(Exercise)
Copy the rows from the line with "Spot the grass" through the last row, swapping "drop a point" for "place a marker" and leaving everything else unchanged.

Rows from a dataset:
· · · · ·

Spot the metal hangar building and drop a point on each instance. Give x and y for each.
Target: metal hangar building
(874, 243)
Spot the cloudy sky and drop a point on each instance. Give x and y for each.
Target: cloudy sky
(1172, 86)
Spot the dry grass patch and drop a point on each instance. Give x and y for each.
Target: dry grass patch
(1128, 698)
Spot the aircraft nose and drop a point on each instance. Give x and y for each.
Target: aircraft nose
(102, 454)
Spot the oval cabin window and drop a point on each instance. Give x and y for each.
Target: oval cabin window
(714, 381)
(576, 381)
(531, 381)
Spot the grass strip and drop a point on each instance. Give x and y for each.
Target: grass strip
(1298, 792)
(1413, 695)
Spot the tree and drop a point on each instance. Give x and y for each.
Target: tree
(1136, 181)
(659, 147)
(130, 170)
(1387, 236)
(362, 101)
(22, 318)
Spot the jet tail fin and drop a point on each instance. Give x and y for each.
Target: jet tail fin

· · · · ·

(The output)
Spot the grass strip and place a marker on each instance. Give x and y for each.
Target: grass strip
(1298, 792)
(1413, 695)
Spot the tree and place a marker on each instance. Give x and y for each.
Target: tree
(1136, 181)
(659, 147)
(130, 170)
(1387, 236)
(362, 101)
(22, 318)
Spot the jet tail fin and place a marker on each instance. Give x and y for each.
Target: jet tail fin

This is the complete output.